- _TESTO CITATO_
▼

Facendo l'unmerge di NetworkManager e sistemando tutte le configurazione, il wifi funziona, ma con NM non capisco perche'.

Ho il modem di Alice con le seguenti voci:

SSID: Alice-94569553

Sato interfaccia radio: Abilitato

Canale: Automatico

Modalita' di Cifratura: WPA-PSK TKIP 256 bit

Chiave di Cifratura: w6rzrfq4lc1ghlbv1qeqq2mn [ASCII]

Controllo Accesso: Abilitato

Ho provato anche a guardare alcune configurazioni nel sito ufficiale del progetto wpa_supplicant:

http://hostap.epitest.fi/gitweb/gitweb.cgi?p=hostap.git;a=blob_plain;f=wpa_supplicant/wpa_supplicant.conf

Qualcuno ha qualche idea?

▲

- _DATI GREZZI_
▼

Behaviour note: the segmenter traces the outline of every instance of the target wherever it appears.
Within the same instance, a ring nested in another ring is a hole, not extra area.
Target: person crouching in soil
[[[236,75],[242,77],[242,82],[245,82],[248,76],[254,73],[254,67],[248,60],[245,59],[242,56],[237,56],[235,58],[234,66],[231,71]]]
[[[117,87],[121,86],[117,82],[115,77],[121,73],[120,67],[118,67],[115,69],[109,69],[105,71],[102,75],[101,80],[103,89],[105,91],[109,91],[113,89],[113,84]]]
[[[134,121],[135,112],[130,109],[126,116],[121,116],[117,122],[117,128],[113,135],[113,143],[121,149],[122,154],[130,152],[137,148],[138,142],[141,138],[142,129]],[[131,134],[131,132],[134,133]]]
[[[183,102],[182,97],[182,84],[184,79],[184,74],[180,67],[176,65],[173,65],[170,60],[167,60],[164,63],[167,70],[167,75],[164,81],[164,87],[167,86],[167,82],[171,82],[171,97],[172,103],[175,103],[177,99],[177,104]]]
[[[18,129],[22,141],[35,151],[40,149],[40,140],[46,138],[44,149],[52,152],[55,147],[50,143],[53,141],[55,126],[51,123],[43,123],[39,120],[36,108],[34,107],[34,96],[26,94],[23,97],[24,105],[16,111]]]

▲
▼

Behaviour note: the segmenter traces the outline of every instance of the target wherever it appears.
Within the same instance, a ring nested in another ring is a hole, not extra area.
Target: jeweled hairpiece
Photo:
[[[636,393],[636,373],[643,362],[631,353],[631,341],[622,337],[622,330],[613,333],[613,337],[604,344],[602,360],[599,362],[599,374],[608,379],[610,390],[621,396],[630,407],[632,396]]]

▲

- _CONSEGNA ESERCIZIO_
Riprendi il testo sul wifi che non funziona con NetworkManager e continualo dopo l'ultima frase. I dati sono materiale a sé, separato dal testo.

- _RISPOSTA_
----------

## .:deadhead:.

Una volta che tu abbracci NetworkManager, non devi più far gestire alla distro le interfacce.

Nello specifico, dovresti rimuovere gli script di init delle interfacce di rete (che su Gentoo sono dei link a net.lo - escluso net.lo stesso).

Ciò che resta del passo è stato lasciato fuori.